- [TASKS TO PERFORM]:
1. Write out the passage of the article on wellness advice found on TikTok from "From drinking straight" to "label or claims.", keeping every word and punctuation mark the same.
2. Write what comes next in the article on wellness advice found on TikTok, picking up after its final sentence.

*** GIVEN TEXT ***

TikTok is the newest search engine, with hundreds of relevant videos appearing before our very eyes after one search. But it’s a blessing and a curse when it comes to finding trustworthy information in the wellness world.

When we are looking for advice under the umbrella of wellness such as “how to lose weight” or “supplements,” we are met with a mix of both false and well-researched narratives in digital form, and we may not be able to spot the difference between them.

“You have people who are looking for whether it’s diet tips or workout advice [on TikTok],” Dr. Ursula Gorham, a senior lecturer at the University of Maryland and the director of the master of library and information science program, said. “What you may have is people sharing misinformation, and not having ill intent or anything, but just being uninformed and not being an expert. But other people are then seeing what they’re saying.”

From drinking straight olive oil to ingesting a green powder to ease bloating, wellness methods are accompanied by a conventionally attractive individual and packaged in eye-catching hues or inviting fonts just enough to get your attention for the duration of a TikTok or an Instagram reel.

Bloom Nutrition, for example, is everywhere. The company claims its Greens & Superfoods powder can be taken daily and “balance gut health, boost energy and soothe uncomfortable bloat.” I went to the website for more information but found that the Food and Drug Administration had not evaluated the powder’s ingredient label or claims.

Alex Raymond, a certified eating disorder specialist and co-owner of College Park private practice, Courage to Nourish, said although there are times when supplements such as iron are necessary for certain deficiencies, checking with your doctor, doing your research and purchasing them from a reputable source is important.

“It’s important to ask yourself, ‘What is this person trying to sell?’ Again, are they trying to sell this quick fix like — ‘This is going to make me feel better instantly’ — nothing can do that,” she said.

Raymond added that bloating is a completely normal bodily response to digestion.

“Once you put food in your belly, there is going to be a sensation of bloating,” she emphasized. “If we’re constantly thinking about it, then we’re going to be more aware of the bloat and that might cause anxiety because we think it’s not normal …  If you’re just going about your life and living your day-to-day and not really thinking about your stomach or bloating, then you’re probably not really going to notice it.”

If you are experiencing pain with bloating or irregular bowel movements, however, she advises talking to a physician.

Lack of research seems to be the case with other wellness thingamabobs I’ve encountered, such as adaptogens.

*** STORED DATA ***

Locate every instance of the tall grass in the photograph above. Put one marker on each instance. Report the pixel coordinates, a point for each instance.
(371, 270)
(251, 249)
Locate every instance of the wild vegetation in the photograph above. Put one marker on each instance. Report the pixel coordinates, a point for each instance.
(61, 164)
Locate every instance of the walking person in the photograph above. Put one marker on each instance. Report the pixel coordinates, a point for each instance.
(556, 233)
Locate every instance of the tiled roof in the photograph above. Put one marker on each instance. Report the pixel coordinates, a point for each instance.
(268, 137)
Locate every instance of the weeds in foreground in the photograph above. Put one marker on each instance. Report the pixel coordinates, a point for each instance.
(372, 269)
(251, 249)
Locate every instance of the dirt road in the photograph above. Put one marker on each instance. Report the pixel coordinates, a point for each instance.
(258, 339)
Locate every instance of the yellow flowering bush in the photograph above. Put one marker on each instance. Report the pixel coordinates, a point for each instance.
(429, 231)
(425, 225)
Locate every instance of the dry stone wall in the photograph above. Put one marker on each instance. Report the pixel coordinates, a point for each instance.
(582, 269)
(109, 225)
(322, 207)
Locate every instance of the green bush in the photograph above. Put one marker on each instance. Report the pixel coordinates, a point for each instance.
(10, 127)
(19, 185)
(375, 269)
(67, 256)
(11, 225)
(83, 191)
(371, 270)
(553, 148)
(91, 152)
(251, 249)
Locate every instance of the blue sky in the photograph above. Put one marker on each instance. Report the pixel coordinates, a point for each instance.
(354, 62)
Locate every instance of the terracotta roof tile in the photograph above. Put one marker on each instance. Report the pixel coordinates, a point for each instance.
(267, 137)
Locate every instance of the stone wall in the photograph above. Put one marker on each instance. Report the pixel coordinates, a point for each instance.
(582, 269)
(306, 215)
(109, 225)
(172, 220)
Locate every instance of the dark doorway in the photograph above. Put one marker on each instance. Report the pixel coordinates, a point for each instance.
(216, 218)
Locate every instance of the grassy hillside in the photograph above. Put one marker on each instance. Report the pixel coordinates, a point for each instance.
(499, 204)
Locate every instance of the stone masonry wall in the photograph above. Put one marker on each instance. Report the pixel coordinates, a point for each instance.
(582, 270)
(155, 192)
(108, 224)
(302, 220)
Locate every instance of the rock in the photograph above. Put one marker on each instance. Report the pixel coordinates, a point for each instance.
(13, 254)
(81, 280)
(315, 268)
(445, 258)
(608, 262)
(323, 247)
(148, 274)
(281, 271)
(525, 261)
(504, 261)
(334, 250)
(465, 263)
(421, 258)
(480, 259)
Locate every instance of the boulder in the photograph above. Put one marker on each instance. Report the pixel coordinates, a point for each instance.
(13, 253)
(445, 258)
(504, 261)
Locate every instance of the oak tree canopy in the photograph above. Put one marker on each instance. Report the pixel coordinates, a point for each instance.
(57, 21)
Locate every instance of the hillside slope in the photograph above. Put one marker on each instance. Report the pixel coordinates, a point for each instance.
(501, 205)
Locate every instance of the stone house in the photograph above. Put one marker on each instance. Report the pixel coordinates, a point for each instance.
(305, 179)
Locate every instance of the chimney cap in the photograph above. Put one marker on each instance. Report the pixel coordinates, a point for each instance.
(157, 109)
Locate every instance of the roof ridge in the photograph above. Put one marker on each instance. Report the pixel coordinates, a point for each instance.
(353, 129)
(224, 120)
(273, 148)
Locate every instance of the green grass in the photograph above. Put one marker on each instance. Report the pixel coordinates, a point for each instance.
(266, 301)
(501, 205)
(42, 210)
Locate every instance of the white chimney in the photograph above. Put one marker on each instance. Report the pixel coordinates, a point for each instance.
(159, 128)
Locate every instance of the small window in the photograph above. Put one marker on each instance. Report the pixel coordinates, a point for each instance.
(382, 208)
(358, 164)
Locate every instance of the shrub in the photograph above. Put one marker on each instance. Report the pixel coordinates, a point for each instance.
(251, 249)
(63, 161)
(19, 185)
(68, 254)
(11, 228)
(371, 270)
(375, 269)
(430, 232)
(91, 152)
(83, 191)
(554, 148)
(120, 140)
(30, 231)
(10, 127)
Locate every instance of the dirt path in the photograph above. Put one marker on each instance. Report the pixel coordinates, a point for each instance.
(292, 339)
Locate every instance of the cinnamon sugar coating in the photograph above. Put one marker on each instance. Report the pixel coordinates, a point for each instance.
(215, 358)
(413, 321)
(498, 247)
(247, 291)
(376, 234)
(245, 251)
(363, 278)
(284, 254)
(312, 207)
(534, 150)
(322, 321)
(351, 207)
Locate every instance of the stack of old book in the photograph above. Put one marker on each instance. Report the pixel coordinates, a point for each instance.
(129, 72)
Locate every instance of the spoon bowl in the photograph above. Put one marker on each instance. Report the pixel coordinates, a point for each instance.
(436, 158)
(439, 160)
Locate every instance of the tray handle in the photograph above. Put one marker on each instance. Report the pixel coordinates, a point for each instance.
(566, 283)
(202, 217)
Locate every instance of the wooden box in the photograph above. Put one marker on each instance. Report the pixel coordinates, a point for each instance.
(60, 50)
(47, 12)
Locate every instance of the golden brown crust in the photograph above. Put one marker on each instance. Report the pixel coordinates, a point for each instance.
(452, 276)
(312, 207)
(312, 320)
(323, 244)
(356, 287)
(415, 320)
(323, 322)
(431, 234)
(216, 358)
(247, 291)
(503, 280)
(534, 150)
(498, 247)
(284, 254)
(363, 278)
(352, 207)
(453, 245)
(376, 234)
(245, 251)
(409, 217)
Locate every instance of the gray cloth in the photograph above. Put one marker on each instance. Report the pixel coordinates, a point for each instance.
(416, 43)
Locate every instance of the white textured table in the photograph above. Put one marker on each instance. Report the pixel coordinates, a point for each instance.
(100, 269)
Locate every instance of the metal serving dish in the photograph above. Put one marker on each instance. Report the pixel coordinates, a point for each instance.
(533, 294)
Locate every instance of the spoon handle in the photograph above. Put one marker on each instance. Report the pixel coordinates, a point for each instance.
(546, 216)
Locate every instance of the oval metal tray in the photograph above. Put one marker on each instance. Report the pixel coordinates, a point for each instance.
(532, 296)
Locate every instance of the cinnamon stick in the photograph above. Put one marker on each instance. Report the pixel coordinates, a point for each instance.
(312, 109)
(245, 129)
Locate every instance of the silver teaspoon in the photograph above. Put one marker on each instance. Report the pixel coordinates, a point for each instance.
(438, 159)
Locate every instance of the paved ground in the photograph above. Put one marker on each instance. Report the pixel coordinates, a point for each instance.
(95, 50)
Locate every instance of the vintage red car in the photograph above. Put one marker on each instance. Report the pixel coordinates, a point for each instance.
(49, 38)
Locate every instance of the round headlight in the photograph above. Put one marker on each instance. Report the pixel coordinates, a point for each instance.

***

- [SET OF ANSWERS]:
1.
From drinking straight olive oil to ingesting a green powder to ease bloating, wellness methods are accompanied by a conventionally attractive individual and packaged in eye-catching hues or inviting fonts just enough to get your attention for the duration of a TikTok or an Instagram reel.

Bloom Nutrition, for example, is everywhere. The company claims its Greens & Superfoods powder can be taken daily and “balance gut health, boost energy and soothe uncomfortable bloat.” I went to the website for more information but found that the Food and Drug Administration had not evaluated the powder’s ingredient label or claims.

2.
Adaptogens are natural substances you may have heard of such as ashwagandha and maca. I originally heard about these plants from the Sea Moss Girlies podcast and got curious — and also skeptical. The blanket claim is that adaptogens help your body adapt to various forms of stress, which is as specific as it gets.

And again, studies to back up the effective science behind these herbal supplements are scarce.

On a potentially more harmful scale, some have experienced positive results from “detoxification programs,” however the number of quality studies that exist is lackluster, according to the National Institute of Health.

When I hear the word “detox,” what comes to mind is Mindy Kaling’s character in The Office who goes on a liquid cleanse consisting of lemon juice, water, pepper, cayenne and maple syrup for every meal to lose weight. She faints several scenes later as a result.

Juices and teas that may pop up on social feeds also come to mind when I think of the commodification of a detox — the job organs such as your liver do for free.

In reality, the “detoxing” properties of these products will most likely make you pee — because they’re liquids. Or poop — because they can also contain laxatives. While not all detox products are harmful, excessive use of laxatives can cause dehydration, constipation, organ damage and more.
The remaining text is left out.